Consignes de la tâche:
Convertissez l'intégralité du listing ci-dessous en une liste JSON de chaînes, à raison d'une chaîne par ligne et sans les lignes vides. Les images ne doivent pas figurer dans le résultat.

Données fournies:
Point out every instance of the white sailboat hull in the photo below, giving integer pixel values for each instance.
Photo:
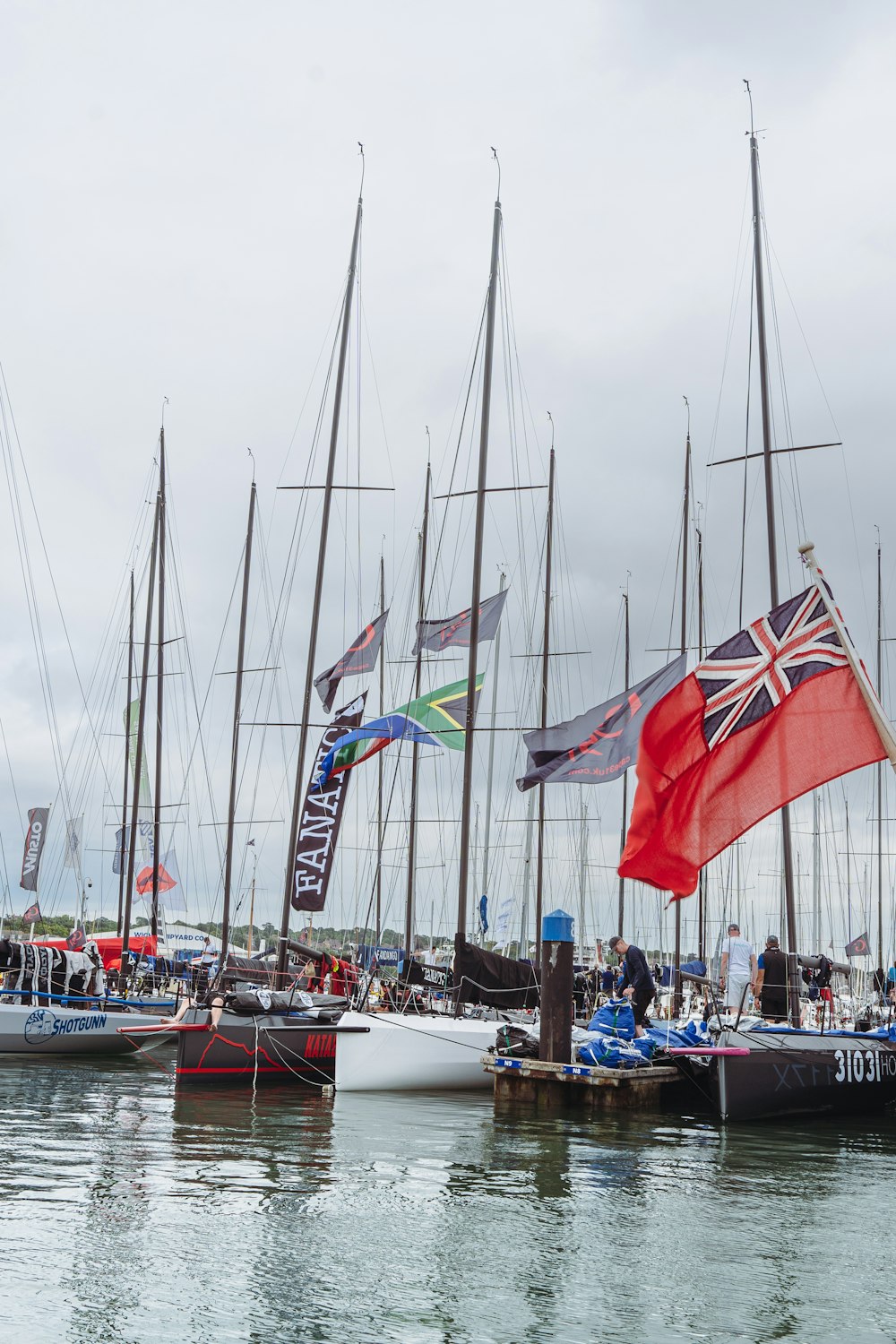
(405, 1053)
(58, 1030)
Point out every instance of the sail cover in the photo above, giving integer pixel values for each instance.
(484, 978)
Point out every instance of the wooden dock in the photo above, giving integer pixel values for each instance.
(535, 1082)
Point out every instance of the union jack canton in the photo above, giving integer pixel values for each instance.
(751, 672)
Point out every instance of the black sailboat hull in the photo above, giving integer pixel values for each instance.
(285, 1048)
(790, 1074)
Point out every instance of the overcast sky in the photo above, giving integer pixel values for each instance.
(179, 185)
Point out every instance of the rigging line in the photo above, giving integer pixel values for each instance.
(31, 599)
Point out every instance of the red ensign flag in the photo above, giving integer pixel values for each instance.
(769, 715)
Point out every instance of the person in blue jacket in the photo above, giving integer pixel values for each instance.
(637, 983)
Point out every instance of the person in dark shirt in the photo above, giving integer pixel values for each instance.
(637, 983)
(771, 981)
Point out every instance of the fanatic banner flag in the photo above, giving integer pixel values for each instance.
(322, 816)
(454, 631)
(600, 744)
(437, 719)
(358, 659)
(35, 838)
(769, 715)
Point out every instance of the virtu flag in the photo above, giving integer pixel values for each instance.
(320, 820)
(455, 629)
(437, 719)
(600, 744)
(775, 711)
(358, 659)
(120, 852)
(35, 838)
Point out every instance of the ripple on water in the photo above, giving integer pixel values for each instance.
(151, 1217)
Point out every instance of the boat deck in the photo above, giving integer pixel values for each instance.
(548, 1085)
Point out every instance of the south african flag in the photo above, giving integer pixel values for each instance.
(437, 719)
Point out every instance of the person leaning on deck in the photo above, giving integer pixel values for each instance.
(737, 969)
(637, 983)
(771, 981)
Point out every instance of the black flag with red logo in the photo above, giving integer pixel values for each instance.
(600, 744)
(359, 658)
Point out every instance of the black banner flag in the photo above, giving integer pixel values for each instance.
(34, 847)
(359, 658)
(455, 629)
(600, 744)
(322, 816)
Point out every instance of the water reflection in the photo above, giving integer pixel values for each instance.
(152, 1215)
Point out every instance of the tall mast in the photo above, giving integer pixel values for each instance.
(379, 771)
(546, 671)
(477, 574)
(625, 773)
(790, 903)
(234, 750)
(487, 832)
(685, 527)
(583, 870)
(880, 777)
(316, 607)
(123, 847)
(416, 746)
(160, 669)
(139, 750)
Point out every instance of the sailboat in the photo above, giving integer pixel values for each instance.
(255, 1026)
(394, 1051)
(770, 1070)
(54, 996)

Résultat de la tâche:
[
  "Point out every instance of the white sailboat hull in the photo below, giving integer pixel values for each instance.",
  "Photo:",
  "(405, 1053)",
  "(58, 1030)",
  "Point out every instance of the sail cover in the photo above, giving integer pixel values for each instance.",
  "(484, 978)",
  "Point out every instance of the wooden dock in the photo above, giving integer pixel values for each instance.",
  "(535, 1082)",
  "Point out every instance of the union jack canton in the photo above, giving integer pixel values for each instance.",
  "(751, 672)",
  "Point out every instance of the black sailboat hull in the photo above, giving integer pixel values for each instance.",
  "(285, 1048)",
  "(790, 1074)",
  "Point out every instance of the overcast sky in the photo above, giving integer pixel values for each instance.",
  "(179, 185)",
  "Point out every instance of the rigging line in the photo above, giving integer pixel values for each instance.",
  "(31, 599)",
  "Point out every instance of the red ensign flag in the photo above, giving integer pixel values for each instance.",
  "(769, 715)",
  "Point out every instance of the person in blue jacket in the photo above, giving integer pixel values for each instance.",
  "(637, 983)",
  "Point out every instance of the person in dark shirt in the photo above, giving integer pixel values for each instance.",
  "(637, 983)",
  "(771, 981)",
  "Point out every instance of the fanatic banner flag in the photo above, giving integer pixel values for each instance.",
  "(322, 816)",
  "(454, 631)",
  "(600, 744)",
  "(437, 719)",
  "(358, 659)",
  "(35, 838)",
  "(769, 715)",
  "Point out every instance of the virtu flag in the photo above, giving integer pixel values for each instance.",
  "(320, 820)",
  "(455, 629)",
  "(437, 719)",
  "(600, 744)",
  "(775, 711)",
  "(358, 659)",
  "(120, 852)",
  "(35, 838)",
  "Point out every instance of the ripple on water in the photo above, giving integer pixel values for each instance.",
  "(151, 1217)",
  "Point out every instance of the boat deck in the photo above, giving integer pixel values for each instance.",
  "(548, 1085)",
  "Point out every instance of the south african flag in the photo above, giving integer pixel values for each instance.",
  "(437, 719)",
  "Point out every instance of the person leaning on deck in the photo above, giving integer pixel values for each instance.",
  "(737, 969)",
  "(637, 983)",
  "(771, 981)",
  "Point out every instance of the black flag with red logo in the photo above, giving integer pixel values for each instance.",
  "(600, 744)",
  "(359, 658)",
  "Point out every instance of the black banner flag in the photo above, giving integer pixel values for each instance.",
  "(34, 847)",
  "(359, 658)",
  "(455, 629)",
  "(600, 744)",
  "(322, 816)",
  "Point out every instance of the water reflection in the photo above, giving integer pixel values for each instance.",
  "(152, 1215)",
  "Point out every instance of the tall mast in the photo above, giving integer pixel values for each instance.",
  "(379, 771)",
  "(546, 671)",
  "(477, 574)",
  "(625, 773)",
  "(790, 903)",
  "(234, 750)",
  "(487, 832)",
  "(685, 527)",
  "(583, 870)",
  "(880, 777)",
  "(316, 607)",
  "(123, 847)",
  "(416, 746)",
  "(160, 669)",
  "(139, 750)",
  "Point out every instance of the sailboat in the photo above, giving integer pixel values for each instance.",
  "(255, 1026)",
  "(394, 1051)",
  "(770, 1070)",
  "(54, 996)"
]